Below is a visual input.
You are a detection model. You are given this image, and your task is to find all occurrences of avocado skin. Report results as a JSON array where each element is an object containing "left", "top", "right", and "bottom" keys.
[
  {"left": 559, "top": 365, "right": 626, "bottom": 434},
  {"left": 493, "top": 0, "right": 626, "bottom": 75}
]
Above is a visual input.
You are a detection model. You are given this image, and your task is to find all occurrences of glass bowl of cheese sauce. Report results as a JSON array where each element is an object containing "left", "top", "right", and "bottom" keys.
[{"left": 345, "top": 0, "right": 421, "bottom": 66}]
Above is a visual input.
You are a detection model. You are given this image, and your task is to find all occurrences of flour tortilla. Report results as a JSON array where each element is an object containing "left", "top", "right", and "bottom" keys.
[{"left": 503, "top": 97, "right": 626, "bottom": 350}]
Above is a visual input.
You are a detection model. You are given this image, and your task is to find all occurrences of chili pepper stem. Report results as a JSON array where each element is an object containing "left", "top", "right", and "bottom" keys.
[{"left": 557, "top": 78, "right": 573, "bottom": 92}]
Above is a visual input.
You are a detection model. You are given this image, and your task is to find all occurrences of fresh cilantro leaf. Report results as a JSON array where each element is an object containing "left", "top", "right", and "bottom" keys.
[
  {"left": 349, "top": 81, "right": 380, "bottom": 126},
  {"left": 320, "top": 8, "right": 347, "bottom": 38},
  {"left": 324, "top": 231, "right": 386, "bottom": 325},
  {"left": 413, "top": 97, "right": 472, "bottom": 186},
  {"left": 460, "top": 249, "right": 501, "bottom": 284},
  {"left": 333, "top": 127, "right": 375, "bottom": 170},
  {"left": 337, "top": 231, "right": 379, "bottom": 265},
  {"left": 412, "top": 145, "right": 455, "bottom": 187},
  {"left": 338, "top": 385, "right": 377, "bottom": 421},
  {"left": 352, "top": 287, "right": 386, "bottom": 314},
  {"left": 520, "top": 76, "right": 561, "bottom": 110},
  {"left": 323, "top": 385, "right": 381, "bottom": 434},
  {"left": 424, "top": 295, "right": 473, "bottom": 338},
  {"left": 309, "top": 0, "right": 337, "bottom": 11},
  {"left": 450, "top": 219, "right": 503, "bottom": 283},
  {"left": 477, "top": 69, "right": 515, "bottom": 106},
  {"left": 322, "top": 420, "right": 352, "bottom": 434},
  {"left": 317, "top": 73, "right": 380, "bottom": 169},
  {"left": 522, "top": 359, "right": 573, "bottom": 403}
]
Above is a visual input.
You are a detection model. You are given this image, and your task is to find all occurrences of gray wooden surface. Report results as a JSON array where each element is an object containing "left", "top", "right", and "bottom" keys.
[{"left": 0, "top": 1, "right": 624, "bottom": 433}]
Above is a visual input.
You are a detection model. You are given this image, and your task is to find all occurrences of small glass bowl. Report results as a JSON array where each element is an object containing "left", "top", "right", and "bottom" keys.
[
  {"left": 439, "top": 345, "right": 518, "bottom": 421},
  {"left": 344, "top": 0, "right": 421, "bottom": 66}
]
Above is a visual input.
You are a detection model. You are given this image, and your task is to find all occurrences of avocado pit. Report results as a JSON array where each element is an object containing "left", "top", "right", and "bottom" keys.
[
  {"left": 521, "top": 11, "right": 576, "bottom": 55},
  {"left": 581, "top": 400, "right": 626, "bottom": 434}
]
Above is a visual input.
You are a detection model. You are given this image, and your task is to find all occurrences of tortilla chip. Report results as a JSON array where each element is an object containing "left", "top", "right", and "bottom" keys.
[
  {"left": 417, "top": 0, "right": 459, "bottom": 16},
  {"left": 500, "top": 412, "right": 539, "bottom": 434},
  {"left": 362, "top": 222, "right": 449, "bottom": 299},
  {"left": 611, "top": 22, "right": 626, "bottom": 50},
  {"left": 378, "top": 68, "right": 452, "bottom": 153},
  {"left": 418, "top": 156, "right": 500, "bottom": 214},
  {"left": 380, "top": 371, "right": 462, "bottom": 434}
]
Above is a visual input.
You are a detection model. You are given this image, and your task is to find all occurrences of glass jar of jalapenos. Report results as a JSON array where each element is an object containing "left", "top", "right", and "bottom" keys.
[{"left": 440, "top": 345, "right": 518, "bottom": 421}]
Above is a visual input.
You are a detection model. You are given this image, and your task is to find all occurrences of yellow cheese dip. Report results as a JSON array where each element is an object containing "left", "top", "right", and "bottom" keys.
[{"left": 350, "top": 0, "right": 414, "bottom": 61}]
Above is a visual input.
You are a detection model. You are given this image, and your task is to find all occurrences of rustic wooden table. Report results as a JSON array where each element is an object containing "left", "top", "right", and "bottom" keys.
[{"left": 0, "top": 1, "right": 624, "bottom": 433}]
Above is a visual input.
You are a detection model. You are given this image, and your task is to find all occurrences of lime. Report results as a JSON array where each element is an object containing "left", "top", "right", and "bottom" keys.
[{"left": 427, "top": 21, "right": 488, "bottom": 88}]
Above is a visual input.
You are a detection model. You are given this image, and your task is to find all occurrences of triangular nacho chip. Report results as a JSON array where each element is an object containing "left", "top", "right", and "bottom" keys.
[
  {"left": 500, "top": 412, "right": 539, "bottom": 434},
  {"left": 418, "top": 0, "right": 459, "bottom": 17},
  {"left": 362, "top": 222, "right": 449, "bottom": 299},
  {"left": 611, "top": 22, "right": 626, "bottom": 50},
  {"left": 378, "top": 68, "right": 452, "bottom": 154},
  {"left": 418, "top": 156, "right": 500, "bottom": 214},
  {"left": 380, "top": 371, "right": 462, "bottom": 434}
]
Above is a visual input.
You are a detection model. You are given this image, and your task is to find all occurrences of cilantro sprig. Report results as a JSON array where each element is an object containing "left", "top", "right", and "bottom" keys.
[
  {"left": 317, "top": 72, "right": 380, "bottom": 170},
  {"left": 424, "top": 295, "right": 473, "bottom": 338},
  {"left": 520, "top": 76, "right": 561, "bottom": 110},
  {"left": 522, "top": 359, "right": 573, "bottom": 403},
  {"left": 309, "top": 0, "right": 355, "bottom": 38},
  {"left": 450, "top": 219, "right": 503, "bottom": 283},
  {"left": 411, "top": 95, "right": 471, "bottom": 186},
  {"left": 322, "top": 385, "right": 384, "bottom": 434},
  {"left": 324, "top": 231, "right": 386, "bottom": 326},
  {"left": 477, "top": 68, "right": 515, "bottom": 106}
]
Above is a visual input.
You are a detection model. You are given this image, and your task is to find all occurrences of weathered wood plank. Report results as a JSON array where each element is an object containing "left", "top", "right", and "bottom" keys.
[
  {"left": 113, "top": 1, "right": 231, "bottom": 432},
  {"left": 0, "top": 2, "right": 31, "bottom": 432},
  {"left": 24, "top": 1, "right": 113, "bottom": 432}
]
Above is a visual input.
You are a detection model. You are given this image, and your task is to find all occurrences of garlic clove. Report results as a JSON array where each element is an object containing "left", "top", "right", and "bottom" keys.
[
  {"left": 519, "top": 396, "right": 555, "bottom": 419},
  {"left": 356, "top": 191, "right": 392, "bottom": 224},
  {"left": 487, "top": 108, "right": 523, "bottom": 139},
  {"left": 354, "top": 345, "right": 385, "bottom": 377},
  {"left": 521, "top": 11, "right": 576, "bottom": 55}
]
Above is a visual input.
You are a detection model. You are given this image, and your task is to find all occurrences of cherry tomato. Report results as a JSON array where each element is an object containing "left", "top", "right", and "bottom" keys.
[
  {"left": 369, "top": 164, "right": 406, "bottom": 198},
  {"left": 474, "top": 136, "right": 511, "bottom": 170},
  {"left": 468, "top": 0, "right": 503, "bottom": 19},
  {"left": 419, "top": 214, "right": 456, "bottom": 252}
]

-=-=-=-=-

• **What is needed**
The answer must be the full listing, copied exactly.

• **Response to this exercise**
Below is a visual input.
You are a detection model. You are given this image, and your task is to find all occurrences of avocado skin. Report results as a JSON array where each element is an object containing "left", "top", "right", and "bottom" keys.
[
  {"left": 559, "top": 365, "right": 626, "bottom": 434},
  {"left": 493, "top": 0, "right": 626, "bottom": 75}
]
Above is a visual input.
You are a detection model. You are given this image, and your task is to find all occurrences of glass bowl of cheese sauce. Report results as a JSON array where each element is an object containing "left", "top", "right", and "bottom" keys.
[{"left": 345, "top": 0, "right": 421, "bottom": 66}]
Above is a visual input.
You are a detection model. You are given this image, and your task is to find all occurrences of flour tortilla. Report results as a JSON array where each element is an object containing "left", "top", "right", and "bottom" keys.
[{"left": 503, "top": 97, "right": 626, "bottom": 350}]
Above is a visual input.
You are a detection model. You are given this image, and your task is to find all occurrences of chili pepper stem. Report results as a JSON array where each element is an object containing "left", "top", "right", and "bottom" keys.
[{"left": 557, "top": 78, "right": 573, "bottom": 92}]
Above is a visual input.
You are a detection model. You are given this image, and your task is to find all occurrences of fresh cilantro leaf. Report results as a JSON array where each element is an object containing "left", "top", "right", and "bottom" keys.
[
  {"left": 349, "top": 81, "right": 380, "bottom": 126},
  {"left": 320, "top": 8, "right": 347, "bottom": 38},
  {"left": 324, "top": 231, "right": 386, "bottom": 325},
  {"left": 413, "top": 97, "right": 472, "bottom": 186},
  {"left": 460, "top": 249, "right": 501, "bottom": 284},
  {"left": 333, "top": 127, "right": 375, "bottom": 170},
  {"left": 337, "top": 231, "right": 379, "bottom": 265},
  {"left": 412, "top": 145, "right": 455, "bottom": 187},
  {"left": 338, "top": 385, "right": 377, "bottom": 421},
  {"left": 352, "top": 287, "right": 386, "bottom": 314},
  {"left": 520, "top": 76, "right": 561, "bottom": 110},
  {"left": 323, "top": 385, "right": 381, "bottom": 434},
  {"left": 424, "top": 295, "right": 473, "bottom": 338},
  {"left": 309, "top": 0, "right": 337, "bottom": 11},
  {"left": 450, "top": 219, "right": 503, "bottom": 283},
  {"left": 477, "top": 69, "right": 515, "bottom": 106},
  {"left": 322, "top": 420, "right": 352, "bottom": 434},
  {"left": 317, "top": 73, "right": 380, "bottom": 169},
  {"left": 522, "top": 359, "right": 573, "bottom": 403}
]
Above is a visual input.
You are a detection model. You are given this image, and your task is to find all occurrences of gray wooden surface. Report results as a JSON array where each element is an object containing "left", "top", "right", and "bottom" keys.
[{"left": 0, "top": 1, "right": 624, "bottom": 433}]
Above is a visual input.
You are a detection model. You are given this image, and your task is to find all occurrences of small glass bowl. Report results as a JSON array where each element is an object containing "left", "top", "right", and "bottom" keys.
[
  {"left": 439, "top": 345, "right": 518, "bottom": 421},
  {"left": 344, "top": 0, "right": 421, "bottom": 66}
]
Above is a visual input.
You are a detection model. You are given this image, and your task is to find all occurrences of avocado pit. Report results as a JSON array where each element is an object containing "left", "top", "right", and "bottom" keys.
[
  {"left": 521, "top": 11, "right": 576, "bottom": 55},
  {"left": 581, "top": 400, "right": 626, "bottom": 434}
]
Above is a visual input.
You are a detection model. You are given this image, and your task is to find all occurrences of tortilla chip. Report results as a JSON array where each element is an object containing "left", "top", "right", and "bottom" keys.
[
  {"left": 417, "top": 0, "right": 459, "bottom": 16},
  {"left": 500, "top": 412, "right": 539, "bottom": 434},
  {"left": 362, "top": 222, "right": 449, "bottom": 299},
  {"left": 611, "top": 22, "right": 626, "bottom": 50},
  {"left": 378, "top": 68, "right": 452, "bottom": 153},
  {"left": 418, "top": 156, "right": 500, "bottom": 214},
  {"left": 380, "top": 371, "right": 462, "bottom": 434}
]
Above is a visual input.
You are a detection model. You are given this image, and your task is to find all occurrences of glass jar of jalapenos. Report results as a JSON array where each element is an object containing "left", "top", "right", and "bottom" keys.
[{"left": 440, "top": 345, "right": 518, "bottom": 421}]
Above is a visual input.
You are a detection model. You are given this image, and your task is to find all occurrences of yellow cheese dip. Report results as a JSON array where each element is an object containing "left", "top", "right", and "bottom" keys.
[{"left": 350, "top": 0, "right": 414, "bottom": 61}]
Above is a visual input.
You are a detection model. You are given this image, and your task is to find all occurrences of rustic wooden table. Report results as a JSON array where each element is an object containing "left", "top", "right", and "bottom" keys.
[{"left": 0, "top": 1, "right": 624, "bottom": 433}]
Above is a visual input.
You are a detection model. You are given this image, and your task is to find all occurrences of lime. Report results as a JSON array where each element is an object containing "left", "top", "right", and "bottom" keys.
[{"left": 427, "top": 21, "right": 488, "bottom": 88}]
Above is a visual input.
You are a detection model. You are given this image, and your task is to find all occurrences of triangular nacho chip. Report results as a JSON array where each element is an object containing "left", "top", "right", and "bottom" keys.
[
  {"left": 500, "top": 412, "right": 539, "bottom": 434},
  {"left": 418, "top": 0, "right": 459, "bottom": 17},
  {"left": 362, "top": 222, "right": 449, "bottom": 299},
  {"left": 611, "top": 22, "right": 626, "bottom": 50},
  {"left": 378, "top": 68, "right": 452, "bottom": 154},
  {"left": 418, "top": 156, "right": 500, "bottom": 214},
  {"left": 380, "top": 371, "right": 462, "bottom": 434}
]
Above is a visual input.
You are a detection model. You are given this image, and your task is to find all occurrences of cilantro sprig. Report results as a JSON array where each element is an object containing "left", "top", "right", and "bottom" keys.
[
  {"left": 317, "top": 72, "right": 380, "bottom": 170},
  {"left": 424, "top": 295, "right": 473, "bottom": 338},
  {"left": 520, "top": 76, "right": 561, "bottom": 110},
  {"left": 522, "top": 359, "right": 573, "bottom": 403},
  {"left": 309, "top": 0, "right": 355, "bottom": 38},
  {"left": 450, "top": 219, "right": 503, "bottom": 283},
  {"left": 411, "top": 95, "right": 471, "bottom": 186},
  {"left": 322, "top": 385, "right": 384, "bottom": 434},
  {"left": 324, "top": 231, "right": 386, "bottom": 326},
  {"left": 477, "top": 68, "right": 515, "bottom": 106}
]
Above is a visual input.
You are a detection model. You are given this image, and your task is to find all occurrences of weathered wood plank. Report results as a JSON array where each element is an object containing "left", "top", "right", and "bottom" keys.
[
  {"left": 113, "top": 1, "right": 231, "bottom": 432},
  {"left": 0, "top": 2, "right": 31, "bottom": 432},
  {"left": 24, "top": 1, "right": 113, "bottom": 432}
]
Above is a visual input.
You are a detection model. You are given this image, and your task is to find all occurrences of garlic clove. Report results as a JSON array where each element is an object containing "left", "top", "right", and "bottom" keys.
[
  {"left": 519, "top": 396, "right": 555, "bottom": 419},
  {"left": 356, "top": 191, "right": 392, "bottom": 224},
  {"left": 487, "top": 108, "right": 523, "bottom": 139},
  {"left": 354, "top": 345, "right": 385, "bottom": 377},
  {"left": 521, "top": 11, "right": 576, "bottom": 55}
]
Above is a visual input.
You are a detection model. You are given this image, and your task is to find all occurrences of cherry tomato. Report results as a JSON array where each element is an object containing "left", "top", "right", and "bottom" keys.
[
  {"left": 369, "top": 164, "right": 406, "bottom": 198},
  {"left": 474, "top": 136, "right": 511, "bottom": 170},
  {"left": 468, "top": 0, "right": 503, "bottom": 19},
  {"left": 419, "top": 214, "right": 456, "bottom": 252}
]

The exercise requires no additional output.